"""
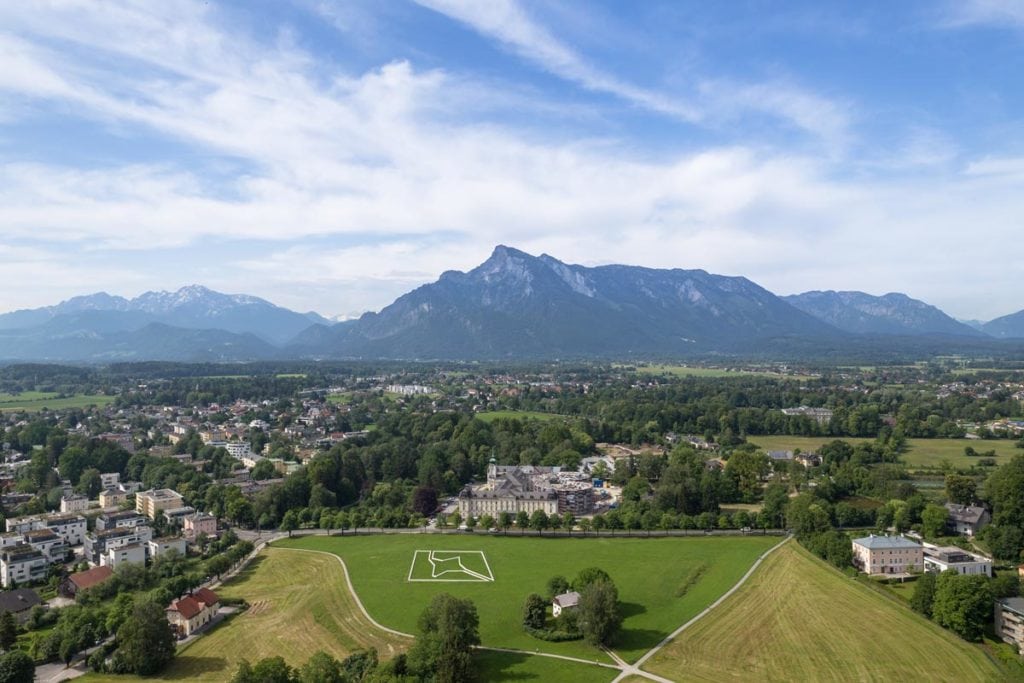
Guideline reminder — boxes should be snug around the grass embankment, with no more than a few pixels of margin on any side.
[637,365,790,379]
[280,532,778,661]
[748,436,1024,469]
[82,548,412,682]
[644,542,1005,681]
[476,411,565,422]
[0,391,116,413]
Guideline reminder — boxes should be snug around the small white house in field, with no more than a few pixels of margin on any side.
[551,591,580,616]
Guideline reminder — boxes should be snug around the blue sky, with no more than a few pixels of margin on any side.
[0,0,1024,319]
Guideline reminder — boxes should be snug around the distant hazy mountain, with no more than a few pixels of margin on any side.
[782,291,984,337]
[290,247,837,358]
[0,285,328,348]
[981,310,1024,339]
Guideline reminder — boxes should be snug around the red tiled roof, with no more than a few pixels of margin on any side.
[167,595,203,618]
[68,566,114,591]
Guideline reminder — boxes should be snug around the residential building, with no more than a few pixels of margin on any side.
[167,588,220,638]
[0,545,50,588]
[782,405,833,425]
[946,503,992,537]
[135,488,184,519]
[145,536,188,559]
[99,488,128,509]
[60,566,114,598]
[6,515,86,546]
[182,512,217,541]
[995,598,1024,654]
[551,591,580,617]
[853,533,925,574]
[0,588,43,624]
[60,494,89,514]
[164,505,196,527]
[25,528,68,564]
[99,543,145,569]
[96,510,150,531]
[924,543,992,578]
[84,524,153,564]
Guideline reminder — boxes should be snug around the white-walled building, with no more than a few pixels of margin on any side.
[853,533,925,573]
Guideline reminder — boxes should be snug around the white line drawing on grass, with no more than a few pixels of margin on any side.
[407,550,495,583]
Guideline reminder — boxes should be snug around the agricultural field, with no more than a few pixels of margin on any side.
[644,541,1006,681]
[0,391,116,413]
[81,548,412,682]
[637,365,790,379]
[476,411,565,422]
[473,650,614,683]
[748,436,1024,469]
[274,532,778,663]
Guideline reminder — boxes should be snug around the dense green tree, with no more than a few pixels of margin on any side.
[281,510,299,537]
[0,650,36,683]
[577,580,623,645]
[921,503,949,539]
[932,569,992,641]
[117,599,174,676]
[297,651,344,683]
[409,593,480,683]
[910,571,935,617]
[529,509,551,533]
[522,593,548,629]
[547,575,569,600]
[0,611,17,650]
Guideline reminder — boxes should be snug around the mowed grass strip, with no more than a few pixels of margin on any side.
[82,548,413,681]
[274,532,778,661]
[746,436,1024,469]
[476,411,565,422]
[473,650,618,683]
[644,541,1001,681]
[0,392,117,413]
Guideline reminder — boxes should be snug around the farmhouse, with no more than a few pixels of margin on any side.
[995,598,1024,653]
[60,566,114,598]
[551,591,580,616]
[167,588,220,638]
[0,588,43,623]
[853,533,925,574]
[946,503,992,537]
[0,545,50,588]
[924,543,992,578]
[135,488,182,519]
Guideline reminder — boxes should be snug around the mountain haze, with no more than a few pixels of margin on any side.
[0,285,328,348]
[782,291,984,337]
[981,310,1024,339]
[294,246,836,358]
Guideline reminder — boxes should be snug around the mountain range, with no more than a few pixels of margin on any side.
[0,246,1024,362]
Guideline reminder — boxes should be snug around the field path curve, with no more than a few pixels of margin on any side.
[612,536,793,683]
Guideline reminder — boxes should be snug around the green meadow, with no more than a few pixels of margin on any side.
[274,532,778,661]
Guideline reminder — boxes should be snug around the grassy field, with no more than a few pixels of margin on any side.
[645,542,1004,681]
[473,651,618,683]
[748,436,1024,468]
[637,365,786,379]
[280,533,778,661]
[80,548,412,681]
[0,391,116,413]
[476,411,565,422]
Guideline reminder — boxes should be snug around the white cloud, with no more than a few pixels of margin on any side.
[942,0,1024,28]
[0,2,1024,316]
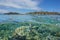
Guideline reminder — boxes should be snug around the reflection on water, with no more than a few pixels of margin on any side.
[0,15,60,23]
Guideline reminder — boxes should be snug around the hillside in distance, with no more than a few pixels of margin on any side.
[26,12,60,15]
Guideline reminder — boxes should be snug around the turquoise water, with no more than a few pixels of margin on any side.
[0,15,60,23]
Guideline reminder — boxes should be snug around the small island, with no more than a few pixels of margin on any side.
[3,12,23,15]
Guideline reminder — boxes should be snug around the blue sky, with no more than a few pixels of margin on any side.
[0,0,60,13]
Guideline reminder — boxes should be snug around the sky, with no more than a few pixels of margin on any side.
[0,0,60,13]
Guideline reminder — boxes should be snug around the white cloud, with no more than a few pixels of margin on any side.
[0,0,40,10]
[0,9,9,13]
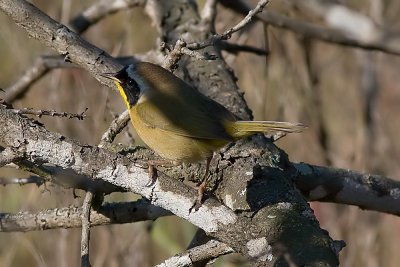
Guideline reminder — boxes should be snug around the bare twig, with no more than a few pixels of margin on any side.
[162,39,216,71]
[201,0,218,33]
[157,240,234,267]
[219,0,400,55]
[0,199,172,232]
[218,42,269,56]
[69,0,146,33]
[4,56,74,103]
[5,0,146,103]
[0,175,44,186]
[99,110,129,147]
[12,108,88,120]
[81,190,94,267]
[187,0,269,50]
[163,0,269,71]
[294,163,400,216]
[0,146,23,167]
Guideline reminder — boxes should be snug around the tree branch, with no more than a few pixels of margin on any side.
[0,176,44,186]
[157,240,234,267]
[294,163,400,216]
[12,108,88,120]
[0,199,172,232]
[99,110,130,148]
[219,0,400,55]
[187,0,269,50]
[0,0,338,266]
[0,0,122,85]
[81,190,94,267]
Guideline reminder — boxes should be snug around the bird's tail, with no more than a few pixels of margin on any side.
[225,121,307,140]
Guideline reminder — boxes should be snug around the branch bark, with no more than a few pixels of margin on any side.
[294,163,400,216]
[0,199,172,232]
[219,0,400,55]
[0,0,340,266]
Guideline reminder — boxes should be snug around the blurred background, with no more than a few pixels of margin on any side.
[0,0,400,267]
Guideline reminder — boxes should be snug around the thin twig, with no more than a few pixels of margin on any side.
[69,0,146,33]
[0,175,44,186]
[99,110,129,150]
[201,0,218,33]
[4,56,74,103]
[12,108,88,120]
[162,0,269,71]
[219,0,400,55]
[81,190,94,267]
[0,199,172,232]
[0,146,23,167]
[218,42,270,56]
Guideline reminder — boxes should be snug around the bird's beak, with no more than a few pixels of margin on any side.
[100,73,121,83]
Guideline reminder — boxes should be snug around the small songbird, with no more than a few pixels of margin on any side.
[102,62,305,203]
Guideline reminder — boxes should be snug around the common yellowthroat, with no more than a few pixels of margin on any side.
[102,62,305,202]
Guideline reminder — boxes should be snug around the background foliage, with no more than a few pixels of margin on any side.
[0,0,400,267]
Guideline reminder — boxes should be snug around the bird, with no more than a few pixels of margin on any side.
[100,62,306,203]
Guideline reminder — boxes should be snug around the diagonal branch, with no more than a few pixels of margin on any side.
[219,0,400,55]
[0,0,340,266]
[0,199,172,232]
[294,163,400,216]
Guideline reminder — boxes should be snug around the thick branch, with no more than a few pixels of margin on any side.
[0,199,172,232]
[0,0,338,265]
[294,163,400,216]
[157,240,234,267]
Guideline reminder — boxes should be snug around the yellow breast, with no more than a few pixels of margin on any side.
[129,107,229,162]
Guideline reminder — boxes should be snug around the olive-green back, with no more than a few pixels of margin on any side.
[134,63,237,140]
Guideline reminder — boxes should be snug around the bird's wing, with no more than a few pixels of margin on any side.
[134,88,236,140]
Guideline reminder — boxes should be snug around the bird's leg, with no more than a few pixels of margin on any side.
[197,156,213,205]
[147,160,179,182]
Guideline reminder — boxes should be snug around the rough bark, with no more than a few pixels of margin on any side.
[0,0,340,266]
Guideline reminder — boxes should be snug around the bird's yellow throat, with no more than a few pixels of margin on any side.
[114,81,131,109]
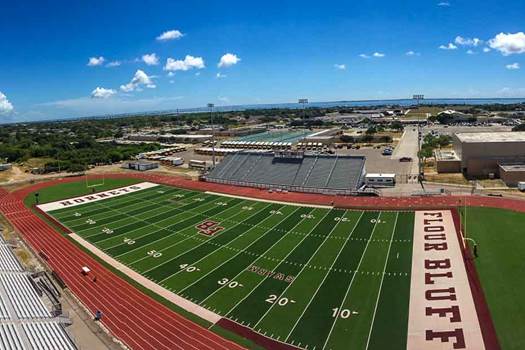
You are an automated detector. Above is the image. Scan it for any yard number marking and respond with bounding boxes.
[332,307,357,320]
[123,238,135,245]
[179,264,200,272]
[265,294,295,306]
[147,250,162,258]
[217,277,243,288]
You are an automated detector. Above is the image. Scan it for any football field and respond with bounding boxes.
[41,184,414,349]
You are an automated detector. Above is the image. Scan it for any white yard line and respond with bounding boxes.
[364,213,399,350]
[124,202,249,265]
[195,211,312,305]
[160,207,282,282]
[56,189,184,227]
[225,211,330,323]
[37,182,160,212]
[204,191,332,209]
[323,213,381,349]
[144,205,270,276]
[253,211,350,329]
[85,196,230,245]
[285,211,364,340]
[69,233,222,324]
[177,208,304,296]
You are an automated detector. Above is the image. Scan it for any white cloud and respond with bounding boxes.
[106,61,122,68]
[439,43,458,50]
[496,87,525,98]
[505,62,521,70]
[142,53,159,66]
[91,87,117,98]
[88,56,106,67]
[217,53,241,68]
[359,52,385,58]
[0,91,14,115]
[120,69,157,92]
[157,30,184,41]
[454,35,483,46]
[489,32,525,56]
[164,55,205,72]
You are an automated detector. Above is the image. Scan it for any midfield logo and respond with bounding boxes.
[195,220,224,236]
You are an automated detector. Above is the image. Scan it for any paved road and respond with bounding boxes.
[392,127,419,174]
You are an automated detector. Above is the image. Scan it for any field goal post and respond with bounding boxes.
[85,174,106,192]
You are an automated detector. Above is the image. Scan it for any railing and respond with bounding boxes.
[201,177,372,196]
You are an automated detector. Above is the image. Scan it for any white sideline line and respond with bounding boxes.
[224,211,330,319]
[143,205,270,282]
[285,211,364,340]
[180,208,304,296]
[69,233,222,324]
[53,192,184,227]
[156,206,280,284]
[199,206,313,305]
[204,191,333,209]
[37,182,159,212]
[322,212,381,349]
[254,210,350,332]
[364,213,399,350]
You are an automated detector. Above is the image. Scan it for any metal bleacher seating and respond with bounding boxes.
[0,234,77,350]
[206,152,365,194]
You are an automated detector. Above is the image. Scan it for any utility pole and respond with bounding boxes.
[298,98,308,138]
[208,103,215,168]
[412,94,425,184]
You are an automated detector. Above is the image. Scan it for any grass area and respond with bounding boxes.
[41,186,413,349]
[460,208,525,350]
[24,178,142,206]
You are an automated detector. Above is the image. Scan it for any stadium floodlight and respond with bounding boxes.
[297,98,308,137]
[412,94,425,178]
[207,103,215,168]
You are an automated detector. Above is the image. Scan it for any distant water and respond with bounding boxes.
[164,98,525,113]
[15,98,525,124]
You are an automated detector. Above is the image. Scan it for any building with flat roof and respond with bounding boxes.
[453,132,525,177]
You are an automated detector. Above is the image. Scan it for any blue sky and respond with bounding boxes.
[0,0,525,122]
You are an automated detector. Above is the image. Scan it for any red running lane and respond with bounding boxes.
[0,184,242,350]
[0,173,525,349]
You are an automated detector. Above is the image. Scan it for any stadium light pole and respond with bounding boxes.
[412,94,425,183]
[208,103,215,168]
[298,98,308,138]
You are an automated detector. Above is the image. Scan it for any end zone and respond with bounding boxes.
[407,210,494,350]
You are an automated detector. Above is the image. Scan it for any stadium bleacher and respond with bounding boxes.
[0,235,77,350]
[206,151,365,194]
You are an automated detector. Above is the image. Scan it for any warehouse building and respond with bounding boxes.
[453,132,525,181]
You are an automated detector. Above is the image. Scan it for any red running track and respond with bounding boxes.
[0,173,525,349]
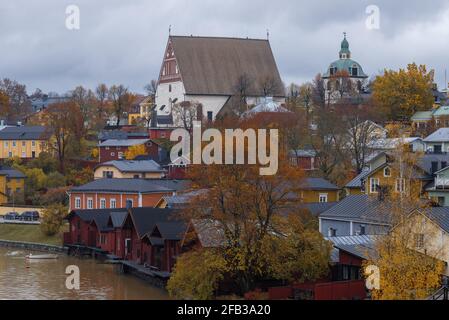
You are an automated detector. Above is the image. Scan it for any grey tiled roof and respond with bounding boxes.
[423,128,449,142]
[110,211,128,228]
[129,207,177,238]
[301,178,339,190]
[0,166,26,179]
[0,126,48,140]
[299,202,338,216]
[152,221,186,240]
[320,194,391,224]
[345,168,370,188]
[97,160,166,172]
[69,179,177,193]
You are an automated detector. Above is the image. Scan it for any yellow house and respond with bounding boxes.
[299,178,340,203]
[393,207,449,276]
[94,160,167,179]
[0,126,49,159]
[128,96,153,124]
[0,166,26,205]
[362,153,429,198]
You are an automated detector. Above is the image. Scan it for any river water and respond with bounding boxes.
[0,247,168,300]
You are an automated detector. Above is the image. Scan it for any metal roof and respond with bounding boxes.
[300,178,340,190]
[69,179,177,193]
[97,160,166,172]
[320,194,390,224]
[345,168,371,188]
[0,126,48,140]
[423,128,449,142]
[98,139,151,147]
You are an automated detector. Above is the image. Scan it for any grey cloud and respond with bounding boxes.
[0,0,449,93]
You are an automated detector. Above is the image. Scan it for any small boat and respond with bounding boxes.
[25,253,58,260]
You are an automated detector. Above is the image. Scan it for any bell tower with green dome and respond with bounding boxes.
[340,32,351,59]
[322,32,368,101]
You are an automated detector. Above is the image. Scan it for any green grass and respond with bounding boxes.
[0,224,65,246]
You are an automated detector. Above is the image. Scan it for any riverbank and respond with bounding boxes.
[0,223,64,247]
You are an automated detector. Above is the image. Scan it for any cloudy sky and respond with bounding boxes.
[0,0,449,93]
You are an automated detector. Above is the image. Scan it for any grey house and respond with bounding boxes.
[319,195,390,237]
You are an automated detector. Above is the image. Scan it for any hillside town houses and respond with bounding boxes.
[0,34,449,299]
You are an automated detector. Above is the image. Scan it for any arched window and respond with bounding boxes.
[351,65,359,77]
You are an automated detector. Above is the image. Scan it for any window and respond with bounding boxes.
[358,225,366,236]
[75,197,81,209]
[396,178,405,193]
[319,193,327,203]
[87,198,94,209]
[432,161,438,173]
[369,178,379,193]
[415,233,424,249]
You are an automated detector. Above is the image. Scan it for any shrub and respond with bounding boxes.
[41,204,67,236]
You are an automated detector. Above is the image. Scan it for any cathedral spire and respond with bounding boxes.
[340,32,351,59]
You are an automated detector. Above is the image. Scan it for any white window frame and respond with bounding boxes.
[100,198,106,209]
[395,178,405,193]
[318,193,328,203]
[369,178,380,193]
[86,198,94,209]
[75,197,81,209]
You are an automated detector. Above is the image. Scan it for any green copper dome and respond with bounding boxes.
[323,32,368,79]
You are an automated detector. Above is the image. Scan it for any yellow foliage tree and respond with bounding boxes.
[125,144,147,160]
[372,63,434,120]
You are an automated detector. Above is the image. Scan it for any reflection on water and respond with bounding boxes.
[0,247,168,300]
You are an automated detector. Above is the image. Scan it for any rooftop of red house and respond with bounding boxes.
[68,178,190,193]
"""
(Challenge): Repeat everything from the line containing "Guideline reminder — boxes should be snug around the field" down to the line containing "[612,536,793,683]", swapping "field path curve" for "footpath bend" and leaving the rest as it is.

(Response below):
Guideline reminder — boxes should be snug around the footpath bend, with no more than a few pixels of margin on any side.
[612,536,793,683]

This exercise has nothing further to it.